Rows from a pointing dataset
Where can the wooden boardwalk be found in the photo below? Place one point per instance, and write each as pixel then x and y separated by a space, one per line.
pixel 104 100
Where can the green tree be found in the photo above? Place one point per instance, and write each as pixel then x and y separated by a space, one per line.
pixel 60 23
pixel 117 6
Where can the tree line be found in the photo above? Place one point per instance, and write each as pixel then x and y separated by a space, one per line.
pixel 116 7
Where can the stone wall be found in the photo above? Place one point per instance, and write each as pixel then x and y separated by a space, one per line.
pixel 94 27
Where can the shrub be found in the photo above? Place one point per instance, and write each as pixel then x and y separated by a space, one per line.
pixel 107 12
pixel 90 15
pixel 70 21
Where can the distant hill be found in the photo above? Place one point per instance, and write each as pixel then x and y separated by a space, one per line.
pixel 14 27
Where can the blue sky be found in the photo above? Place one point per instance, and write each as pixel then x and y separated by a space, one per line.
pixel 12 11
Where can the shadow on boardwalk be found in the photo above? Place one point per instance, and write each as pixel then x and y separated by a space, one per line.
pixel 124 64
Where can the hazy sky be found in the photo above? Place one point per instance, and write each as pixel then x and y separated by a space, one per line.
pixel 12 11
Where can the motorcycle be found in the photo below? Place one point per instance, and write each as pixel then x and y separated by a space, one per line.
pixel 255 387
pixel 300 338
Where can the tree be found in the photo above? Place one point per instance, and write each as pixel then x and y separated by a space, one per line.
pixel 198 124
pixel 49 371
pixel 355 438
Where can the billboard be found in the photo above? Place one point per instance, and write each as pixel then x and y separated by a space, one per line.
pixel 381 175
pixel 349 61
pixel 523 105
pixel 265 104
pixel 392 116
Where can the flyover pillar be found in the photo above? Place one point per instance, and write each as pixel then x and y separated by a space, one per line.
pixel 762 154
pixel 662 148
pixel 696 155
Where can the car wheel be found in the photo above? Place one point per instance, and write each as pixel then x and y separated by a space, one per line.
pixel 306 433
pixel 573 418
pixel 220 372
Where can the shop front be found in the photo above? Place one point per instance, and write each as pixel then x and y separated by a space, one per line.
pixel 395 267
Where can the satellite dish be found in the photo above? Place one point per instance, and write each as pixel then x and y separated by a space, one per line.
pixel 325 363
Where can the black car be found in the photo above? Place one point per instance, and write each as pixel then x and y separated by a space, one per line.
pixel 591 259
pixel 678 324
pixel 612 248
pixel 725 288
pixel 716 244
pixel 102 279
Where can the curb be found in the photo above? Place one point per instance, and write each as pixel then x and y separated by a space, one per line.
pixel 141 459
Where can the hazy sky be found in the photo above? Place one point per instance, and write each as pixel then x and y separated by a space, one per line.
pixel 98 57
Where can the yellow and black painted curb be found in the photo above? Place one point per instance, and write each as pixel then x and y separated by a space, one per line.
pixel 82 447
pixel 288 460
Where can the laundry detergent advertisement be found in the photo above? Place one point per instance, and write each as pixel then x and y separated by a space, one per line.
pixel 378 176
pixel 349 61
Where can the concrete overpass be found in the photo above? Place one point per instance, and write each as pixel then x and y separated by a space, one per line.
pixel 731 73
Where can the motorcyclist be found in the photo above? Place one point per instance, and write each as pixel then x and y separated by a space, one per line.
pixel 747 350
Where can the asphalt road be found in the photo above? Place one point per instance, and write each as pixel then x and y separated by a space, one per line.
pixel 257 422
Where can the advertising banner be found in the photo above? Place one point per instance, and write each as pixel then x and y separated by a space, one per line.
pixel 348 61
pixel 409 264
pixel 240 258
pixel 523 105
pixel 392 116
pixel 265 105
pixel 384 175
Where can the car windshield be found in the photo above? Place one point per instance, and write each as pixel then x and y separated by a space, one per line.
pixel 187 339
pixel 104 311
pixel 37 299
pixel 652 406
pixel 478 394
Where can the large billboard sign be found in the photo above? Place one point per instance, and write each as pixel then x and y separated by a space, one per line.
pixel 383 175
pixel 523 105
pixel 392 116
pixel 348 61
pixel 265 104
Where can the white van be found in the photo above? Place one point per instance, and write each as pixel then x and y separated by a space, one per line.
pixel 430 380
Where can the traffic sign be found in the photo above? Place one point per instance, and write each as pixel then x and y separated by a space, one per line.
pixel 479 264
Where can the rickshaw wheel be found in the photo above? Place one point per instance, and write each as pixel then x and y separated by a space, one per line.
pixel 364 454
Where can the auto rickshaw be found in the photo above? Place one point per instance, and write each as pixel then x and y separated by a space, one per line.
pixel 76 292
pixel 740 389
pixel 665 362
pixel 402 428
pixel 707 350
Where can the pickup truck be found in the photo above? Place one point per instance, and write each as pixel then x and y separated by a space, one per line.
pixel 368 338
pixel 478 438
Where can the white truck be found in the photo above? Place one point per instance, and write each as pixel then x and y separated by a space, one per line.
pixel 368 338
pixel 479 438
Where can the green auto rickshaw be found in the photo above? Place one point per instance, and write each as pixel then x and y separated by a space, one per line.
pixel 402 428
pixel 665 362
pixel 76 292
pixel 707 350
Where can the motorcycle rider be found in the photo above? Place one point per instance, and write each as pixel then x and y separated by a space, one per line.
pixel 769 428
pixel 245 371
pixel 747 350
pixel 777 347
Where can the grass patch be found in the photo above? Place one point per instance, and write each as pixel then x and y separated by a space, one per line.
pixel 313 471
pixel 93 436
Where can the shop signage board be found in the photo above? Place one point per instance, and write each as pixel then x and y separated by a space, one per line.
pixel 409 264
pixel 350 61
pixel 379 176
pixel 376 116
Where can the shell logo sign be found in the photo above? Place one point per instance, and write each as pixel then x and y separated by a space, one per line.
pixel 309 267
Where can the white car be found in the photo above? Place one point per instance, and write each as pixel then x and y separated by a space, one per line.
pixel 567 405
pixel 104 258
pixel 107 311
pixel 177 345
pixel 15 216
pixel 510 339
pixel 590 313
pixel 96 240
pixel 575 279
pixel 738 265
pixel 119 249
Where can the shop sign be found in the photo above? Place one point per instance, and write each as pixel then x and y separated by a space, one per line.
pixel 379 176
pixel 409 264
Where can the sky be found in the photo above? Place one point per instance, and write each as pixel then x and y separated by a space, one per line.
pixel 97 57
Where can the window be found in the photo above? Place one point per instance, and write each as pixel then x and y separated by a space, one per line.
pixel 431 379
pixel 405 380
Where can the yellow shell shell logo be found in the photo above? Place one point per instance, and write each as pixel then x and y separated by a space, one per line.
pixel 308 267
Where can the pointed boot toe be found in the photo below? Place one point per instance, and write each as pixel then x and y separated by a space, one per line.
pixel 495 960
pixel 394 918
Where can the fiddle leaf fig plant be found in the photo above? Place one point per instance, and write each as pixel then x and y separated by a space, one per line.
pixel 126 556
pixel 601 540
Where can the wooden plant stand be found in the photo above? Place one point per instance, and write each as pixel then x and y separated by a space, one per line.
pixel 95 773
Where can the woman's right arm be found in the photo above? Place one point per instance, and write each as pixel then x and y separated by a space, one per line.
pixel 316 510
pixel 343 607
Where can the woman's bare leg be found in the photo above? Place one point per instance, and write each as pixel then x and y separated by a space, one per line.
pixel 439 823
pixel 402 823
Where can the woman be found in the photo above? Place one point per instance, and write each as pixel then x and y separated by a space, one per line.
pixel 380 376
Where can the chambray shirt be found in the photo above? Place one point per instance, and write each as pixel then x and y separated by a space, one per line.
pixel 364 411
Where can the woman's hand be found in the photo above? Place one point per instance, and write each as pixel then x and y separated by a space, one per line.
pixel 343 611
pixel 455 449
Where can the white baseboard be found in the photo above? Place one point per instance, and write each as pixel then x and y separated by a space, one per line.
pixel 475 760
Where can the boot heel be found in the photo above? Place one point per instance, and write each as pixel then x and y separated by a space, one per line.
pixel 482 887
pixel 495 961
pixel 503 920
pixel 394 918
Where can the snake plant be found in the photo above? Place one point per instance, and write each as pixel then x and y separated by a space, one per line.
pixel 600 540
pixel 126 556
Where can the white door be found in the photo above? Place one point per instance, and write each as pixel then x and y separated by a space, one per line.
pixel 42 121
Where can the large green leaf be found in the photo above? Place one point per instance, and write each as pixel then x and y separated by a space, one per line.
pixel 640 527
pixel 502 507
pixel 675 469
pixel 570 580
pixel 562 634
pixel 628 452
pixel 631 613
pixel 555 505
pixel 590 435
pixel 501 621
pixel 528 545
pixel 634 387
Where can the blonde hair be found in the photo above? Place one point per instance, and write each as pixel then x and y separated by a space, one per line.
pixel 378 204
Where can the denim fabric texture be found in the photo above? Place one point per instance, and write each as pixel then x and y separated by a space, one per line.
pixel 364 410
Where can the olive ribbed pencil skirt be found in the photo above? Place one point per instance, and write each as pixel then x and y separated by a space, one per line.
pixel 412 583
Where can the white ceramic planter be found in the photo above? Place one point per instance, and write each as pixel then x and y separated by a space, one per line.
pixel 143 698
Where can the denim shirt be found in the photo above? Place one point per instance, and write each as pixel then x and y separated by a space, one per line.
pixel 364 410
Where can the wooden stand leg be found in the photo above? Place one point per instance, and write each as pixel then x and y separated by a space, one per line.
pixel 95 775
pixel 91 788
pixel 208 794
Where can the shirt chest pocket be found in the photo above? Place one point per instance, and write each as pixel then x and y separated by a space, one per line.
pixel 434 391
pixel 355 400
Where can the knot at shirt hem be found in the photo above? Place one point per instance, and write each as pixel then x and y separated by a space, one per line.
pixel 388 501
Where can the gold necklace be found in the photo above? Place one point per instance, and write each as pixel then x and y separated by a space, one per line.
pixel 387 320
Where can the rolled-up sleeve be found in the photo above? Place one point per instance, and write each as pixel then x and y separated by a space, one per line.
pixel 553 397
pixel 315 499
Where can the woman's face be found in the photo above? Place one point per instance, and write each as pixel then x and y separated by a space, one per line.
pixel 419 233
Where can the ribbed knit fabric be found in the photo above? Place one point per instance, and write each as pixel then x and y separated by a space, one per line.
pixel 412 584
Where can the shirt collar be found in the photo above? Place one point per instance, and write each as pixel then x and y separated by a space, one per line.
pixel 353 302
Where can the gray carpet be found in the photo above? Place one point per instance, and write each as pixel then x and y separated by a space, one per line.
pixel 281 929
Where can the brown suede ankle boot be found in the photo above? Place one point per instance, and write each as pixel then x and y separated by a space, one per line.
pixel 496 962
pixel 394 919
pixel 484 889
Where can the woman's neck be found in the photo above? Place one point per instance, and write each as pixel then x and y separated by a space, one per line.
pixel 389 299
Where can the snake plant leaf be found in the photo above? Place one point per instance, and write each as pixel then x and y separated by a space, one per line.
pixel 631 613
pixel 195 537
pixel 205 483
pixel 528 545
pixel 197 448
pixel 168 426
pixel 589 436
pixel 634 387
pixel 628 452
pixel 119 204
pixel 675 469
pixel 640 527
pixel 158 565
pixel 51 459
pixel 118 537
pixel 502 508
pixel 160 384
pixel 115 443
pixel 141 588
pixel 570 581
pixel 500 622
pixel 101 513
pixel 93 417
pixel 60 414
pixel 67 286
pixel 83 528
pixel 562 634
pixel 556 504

**Problem description**
Could you output the records word for word, starting at their very beginning and ending with the line that contains "pixel 104 100", both ends included?

**Answer to the problem**
Where can the wooden boardwalk be found in the photo below? Place one point per instance, and write each as pixel then x and y separated by a space, one per line.
pixel 104 100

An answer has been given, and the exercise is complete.